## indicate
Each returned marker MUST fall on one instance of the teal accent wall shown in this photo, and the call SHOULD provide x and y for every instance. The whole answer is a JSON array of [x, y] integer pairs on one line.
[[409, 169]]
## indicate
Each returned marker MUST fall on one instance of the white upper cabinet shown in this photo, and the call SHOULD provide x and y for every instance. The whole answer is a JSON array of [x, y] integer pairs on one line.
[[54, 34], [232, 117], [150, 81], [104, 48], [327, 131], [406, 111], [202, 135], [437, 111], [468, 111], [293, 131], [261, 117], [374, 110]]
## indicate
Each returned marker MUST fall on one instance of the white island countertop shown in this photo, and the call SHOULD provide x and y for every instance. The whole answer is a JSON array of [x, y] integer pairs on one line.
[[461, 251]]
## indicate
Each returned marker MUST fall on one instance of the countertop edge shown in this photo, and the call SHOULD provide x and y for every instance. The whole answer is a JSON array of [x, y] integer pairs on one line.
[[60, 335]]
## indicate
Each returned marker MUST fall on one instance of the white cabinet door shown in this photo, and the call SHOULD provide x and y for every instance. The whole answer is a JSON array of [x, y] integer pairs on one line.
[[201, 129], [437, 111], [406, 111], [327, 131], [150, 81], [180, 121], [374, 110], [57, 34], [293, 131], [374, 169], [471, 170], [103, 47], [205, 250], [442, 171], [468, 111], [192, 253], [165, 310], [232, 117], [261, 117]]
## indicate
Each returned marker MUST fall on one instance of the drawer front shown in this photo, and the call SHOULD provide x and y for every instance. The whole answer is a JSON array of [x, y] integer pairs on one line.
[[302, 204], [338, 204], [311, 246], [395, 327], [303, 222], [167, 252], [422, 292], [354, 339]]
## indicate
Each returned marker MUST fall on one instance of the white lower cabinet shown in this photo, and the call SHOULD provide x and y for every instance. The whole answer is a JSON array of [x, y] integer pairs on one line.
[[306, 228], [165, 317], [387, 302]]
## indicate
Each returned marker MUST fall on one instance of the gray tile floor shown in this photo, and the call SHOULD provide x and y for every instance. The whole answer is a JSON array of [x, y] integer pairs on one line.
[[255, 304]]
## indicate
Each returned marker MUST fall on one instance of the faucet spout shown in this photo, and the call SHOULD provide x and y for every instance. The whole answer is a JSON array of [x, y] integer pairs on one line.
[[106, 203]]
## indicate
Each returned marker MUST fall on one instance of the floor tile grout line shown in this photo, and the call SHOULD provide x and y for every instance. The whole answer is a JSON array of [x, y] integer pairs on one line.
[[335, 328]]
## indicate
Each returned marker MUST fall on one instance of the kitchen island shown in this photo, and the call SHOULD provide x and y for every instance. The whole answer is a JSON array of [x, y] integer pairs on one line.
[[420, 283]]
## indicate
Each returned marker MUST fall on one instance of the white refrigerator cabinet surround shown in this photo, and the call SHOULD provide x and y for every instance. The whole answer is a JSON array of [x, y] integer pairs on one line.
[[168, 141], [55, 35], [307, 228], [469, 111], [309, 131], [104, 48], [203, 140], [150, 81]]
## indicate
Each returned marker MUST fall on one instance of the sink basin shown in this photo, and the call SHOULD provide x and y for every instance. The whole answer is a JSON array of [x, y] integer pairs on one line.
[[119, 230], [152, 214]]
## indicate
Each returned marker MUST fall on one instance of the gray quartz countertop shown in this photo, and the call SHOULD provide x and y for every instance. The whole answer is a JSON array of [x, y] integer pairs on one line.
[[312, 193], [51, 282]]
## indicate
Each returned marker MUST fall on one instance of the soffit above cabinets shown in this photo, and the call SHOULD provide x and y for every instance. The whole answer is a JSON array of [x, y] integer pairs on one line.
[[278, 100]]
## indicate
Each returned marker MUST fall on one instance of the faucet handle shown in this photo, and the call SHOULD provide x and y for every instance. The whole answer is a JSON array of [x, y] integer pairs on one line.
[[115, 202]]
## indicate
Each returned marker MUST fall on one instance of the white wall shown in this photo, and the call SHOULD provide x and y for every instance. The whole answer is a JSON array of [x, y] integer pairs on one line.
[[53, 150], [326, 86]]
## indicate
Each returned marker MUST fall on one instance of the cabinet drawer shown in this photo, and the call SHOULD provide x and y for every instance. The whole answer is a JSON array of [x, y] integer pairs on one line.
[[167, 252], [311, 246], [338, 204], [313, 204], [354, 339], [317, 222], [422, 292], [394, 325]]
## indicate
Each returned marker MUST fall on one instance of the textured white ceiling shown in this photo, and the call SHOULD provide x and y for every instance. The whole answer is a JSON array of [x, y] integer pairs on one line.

*****

* Problem to work on *
Repeat the material above in full. Change no word.

* Result of the task *
## indicate
Each returned marker MUST fall on one instance of the teal accent wall shown in this photo, and the call SHOULD provide x and y for every instance. The whole answer is a JSON array of [x, y] integer pairs on one line.
[[409, 169]]
## indicate
Each returned marker MUST fall on one instance of the white upper cabinet shown in this photo, and the call SHOULD provide x and y for every instance. The whole answer is a JSON array of [x, y] integer pairs on one line.
[[54, 34], [232, 117], [150, 81], [104, 48], [327, 131], [406, 111], [202, 135], [437, 111], [468, 111], [293, 131], [261, 117], [374, 110]]
## indicate
Each returned marker MUST fall on one instance of the white island countertop shown in this photo, and the call SHOULD provide x and y for every instance. The whole answer is a JSON array of [x, y] integer pairs on one line.
[[461, 251]]
## indicate
Each returned marker MUST fall on one instance of the countertop edge shown in this photo, and the call SHOULD provide x and y for every instance. The whole answer is a JSON array of [x, y] integer pairs on one line.
[[60, 335]]
## indicate
Each returned marker MUST fall on one instance of the white cabinet door shown in this photo, and the call SHOULD provide x and y for every instance. The whole answer is a JSON array of [x, y] integer pairs on one line.
[[201, 129], [437, 111], [406, 111], [327, 131], [150, 81], [180, 121], [374, 110], [57, 34], [293, 131], [374, 169], [471, 170], [103, 47], [205, 250], [442, 171], [468, 111], [192, 253], [165, 310], [232, 117], [261, 117]]
## indicate
Each returned marker MUST fall on one instance of the drawer front shown in this photo, and the call SHOULD provide x and y for every instance. The whole answer is a JSON array of [x, y] integer pairs on one line.
[[302, 204], [338, 204], [311, 246], [395, 327], [303, 222], [167, 252], [422, 292], [354, 339]]
## indicate
Each returned marker MUST fall on one instance of the white lower cabinet shown in this photo, and the call SHOULD provide x and y for every instance. The whole answer is a JSON array of [x, y] integer pairs on one line.
[[306, 228], [165, 317], [387, 302]]
## indicate
Each returned marker MUST fall on one instance of the gray tile floor shown in this photo, and the call SHOULD provide x and y for every instance. The whole answer is a JSON array of [x, y] integer pairs on one line.
[[255, 304]]
## indicate
Each returned marker MUST fall on one instance of the faucet spout shown in this photo, and the call SHOULD provide x and y for every instance. The whole answer is a JSON array of [x, y] integer pairs on one line.
[[106, 203]]
## indicate
Each returned marker MUST fall on one instance of the floor tile grout line shown in this photo, and the call SHOULD provide x and y for every instance. The whole answer is a JSON array of [x, y] integer pairs on one line.
[[335, 328]]
## indicate
Each returned marker MUST fall on one instance of the kitchen island shown in this photo, and the call SHOULD provide x and y for every instance. The whole answer is a JSON array of [x, y] integer pairs on one line.
[[420, 283]]
## indicate
Each returned marker MUST fall on one instance of the white refrigerator cabinet surround shown in this photo, and the call SHOULD provide x and y for every instance. The whole answer is a JSON array of [x, y] integer pairs on one line.
[[168, 141], [55, 35], [307, 228], [469, 111], [309, 131], [104, 48], [203, 140], [150, 81]]
## indicate
Each returned marker MUST fall on one instance of the sink basin shown in this photo, and the call SHOULD provide x and y for every instance. The whole answer is a JSON array of [x, y] integer pairs on one line.
[[119, 230], [152, 214]]
## indicate
Each returned marker MUST fall on one instance of the gray quartz countertop shown in this photo, and the call SHOULD provide x and y for every instance. The whole answer is a JSON array of [x, y] integer pairs on one line.
[[312, 193], [51, 282]]
## indicate
Each returned marker MUST fall on one instance of the soffit above cabinets shown in this photo, and the call SHOULD provide x and y for every instance. The whole answer is a JSON array of [x, y] integer pairs on one line.
[[278, 100]]
## indicate
Each returned marker MUST fall on one instance of the faucet handle shown in this photo, and the call SHOULD provide x and y for every instance. The whole answer is a JSON array of [x, y] integer pairs on one line.
[[115, 202]]
## indicate
Each returned marker MUST fall on one instance of the white wall shown in this photo, and the call SHOULD provide x and y for every instance. The whole answer is a JSON array of [x, y] integer pairs on one line.
[[53, 150], [326, 86]]
## indicate
Each returned marker MUST fall on one instance of the cabinet drawer shown in this photo, and the call SHOULD provide x and y for every instance. The whole answer is a JSON array of [x, y] integer pairs on one line.
[[167, 252], [311, 246], [338, 204], [313, 204], [354, 339], [317, 222], [422, 292], [394, 325]]
## indicate
Each returned marker MUST fall on one instance of the textured white ceiling shown in this photo, and the call SHOULD provide x and y for every instance. The whole answer is a JSON array of [x, y] integer pairs on one line.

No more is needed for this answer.